____ Vorgegebener Text

Die letzten Erinnerungen an Lima
Klaudia Reynicke zeigt in ihrem Drama »Reinas« eine peruanische Familie kurz vor der Emigration in die USA
Heranwachsende brauchen Bewältigungsstrategien angesichts der vielen Krisenherde auf der Welt. In der Sektion Generation auf der Berlinale laufen stets viele filmischen Lichtblicke, die nicht nur altersgerecht aufzeigen, wie sehr die gesellschaftlichen Verhältnisse das Leben aller Kinder und Jugendlichen beeinflussen, sondern auch wie man realistisch damit umgehen kann. Leider schaffen diese großartigen Kinderfilme viel zu selten den Weg in die Kinos. Klaudia Reynickes »Reinas« ist so ein Film, dem dieses Schicksal glücklicherweise erspart blieb.
Ihre komplexe Coming-of-Age-Geschichte spielt während der politischen Unruhen in Peru in den frühen 90ern: Das Land wird von Faschisten regiert und die aufständische Gruppe »Leuchtender Pfad« verübt immer wieder Terroranschläge. Nächtliche Ausgangssperren sind die Folge, die Inflation steigt und die Wirtschaft schwächelt.
Die Regisseurin ist selbst in Lima geboren und aufgewachsen, bevor sie mit ihrer Familie auswanderte und in der Schweiz sowie den USA lebte. In ihrem Film konzentriert sie sich auf die Entwicklung der ganzen Familie – und nicht wie sonst im Coming-of-Age-Genre üblich, lediglich auf die ihrer kindlichen Protagonist*innen. Sie zeigt, wie alle Familienmitglieder – allen voran ein kindsköpfiger Vater – unter diesen schwierigen Umständen eine spannende Entwicklung durchmachen. Zu Recht erhielt Reynicke deshalb auf der diesjährigen Berlinale den Großen Preis der Jury in der Sektion Generation Kplus – der Film wird außerdem 2025 bei der Oscarverleihung 2025 in der Kategorie Bester internationaler Film die Schweiz vertreten.

________

## Ziel der Aufgabe 1
Beantworte anhand der Filmkritik zu »Reinas« die folgenden Fragen.
(a) Welche aufständische Gruppe verübt im Peru der frühen 90er immer wieder Terroranschläge?
(b) In welchen Ländern lebte die Regisseurin, nachdem sie mit ihrer Familie ausgewandert war?
(c) In welcher Sektion der Berlinale erhielt Reynicke den Großen Preis der Jury?

____ Zeilen des Datensatzes

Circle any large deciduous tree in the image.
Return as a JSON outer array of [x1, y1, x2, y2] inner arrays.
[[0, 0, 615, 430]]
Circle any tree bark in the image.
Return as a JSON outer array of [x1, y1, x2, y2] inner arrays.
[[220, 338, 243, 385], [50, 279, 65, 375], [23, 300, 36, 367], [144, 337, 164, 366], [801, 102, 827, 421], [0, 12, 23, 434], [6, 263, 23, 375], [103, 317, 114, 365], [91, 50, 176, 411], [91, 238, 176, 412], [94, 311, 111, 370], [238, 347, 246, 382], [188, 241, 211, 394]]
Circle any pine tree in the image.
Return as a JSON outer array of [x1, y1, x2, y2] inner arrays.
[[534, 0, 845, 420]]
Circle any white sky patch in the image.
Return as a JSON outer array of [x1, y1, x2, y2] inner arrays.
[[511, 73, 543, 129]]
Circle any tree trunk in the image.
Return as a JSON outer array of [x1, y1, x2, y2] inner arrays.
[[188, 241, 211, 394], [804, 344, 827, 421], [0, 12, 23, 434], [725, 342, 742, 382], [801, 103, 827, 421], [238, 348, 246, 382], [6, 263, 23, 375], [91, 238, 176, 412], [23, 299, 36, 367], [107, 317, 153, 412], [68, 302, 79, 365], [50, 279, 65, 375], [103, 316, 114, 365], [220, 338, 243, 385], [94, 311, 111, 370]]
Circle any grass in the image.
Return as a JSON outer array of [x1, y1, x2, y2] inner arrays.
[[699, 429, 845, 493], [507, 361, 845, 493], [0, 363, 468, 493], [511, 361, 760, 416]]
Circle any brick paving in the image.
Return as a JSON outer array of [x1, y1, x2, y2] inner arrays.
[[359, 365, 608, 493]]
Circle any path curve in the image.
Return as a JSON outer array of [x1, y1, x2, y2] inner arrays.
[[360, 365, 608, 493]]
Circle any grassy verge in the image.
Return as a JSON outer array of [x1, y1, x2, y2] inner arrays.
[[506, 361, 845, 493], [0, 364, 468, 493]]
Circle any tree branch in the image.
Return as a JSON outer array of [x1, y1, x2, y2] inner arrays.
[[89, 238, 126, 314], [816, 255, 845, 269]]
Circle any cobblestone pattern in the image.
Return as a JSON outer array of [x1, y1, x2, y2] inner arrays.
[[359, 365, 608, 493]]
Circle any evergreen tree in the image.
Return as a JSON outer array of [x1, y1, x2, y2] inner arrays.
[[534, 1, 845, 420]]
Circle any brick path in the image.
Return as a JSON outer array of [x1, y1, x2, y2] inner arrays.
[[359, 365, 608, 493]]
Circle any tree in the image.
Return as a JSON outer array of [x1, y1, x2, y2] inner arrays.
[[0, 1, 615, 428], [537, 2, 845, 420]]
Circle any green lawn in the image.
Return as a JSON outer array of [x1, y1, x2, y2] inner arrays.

________

## Ziel der Aufgabe 2
Zitiere die Zeilen des Datensatzes ab der Zeile, die „Circle any brick path in the image.“ enthält, bis zum Ende der Zeilen des Datensatzes, beide Enden eingeschlossen.

## Erwartete Ausgabe 1
(a) Der »Leuchtende Pfad«
(b) In der Schweiz und in den USA
(c) In der Sektion Generation Kplus

## Erwartete Ausgabe 2
Circle any brick path in the image.
Return as a JSON outer array of [x1, y1, x2, y2] inner arrays.
[[359, 365, 608, 493]]
Circle any tree in the image.
Return as a JSON outer array of [x1, y1, x2, y2] inner arrays.
[[0, 1, 615, 428], [537, 2, 845, 420]]
Circle any green lawn in the image.
Return as a JSON outer array of [x1, y1, x2, y2] inner arrays.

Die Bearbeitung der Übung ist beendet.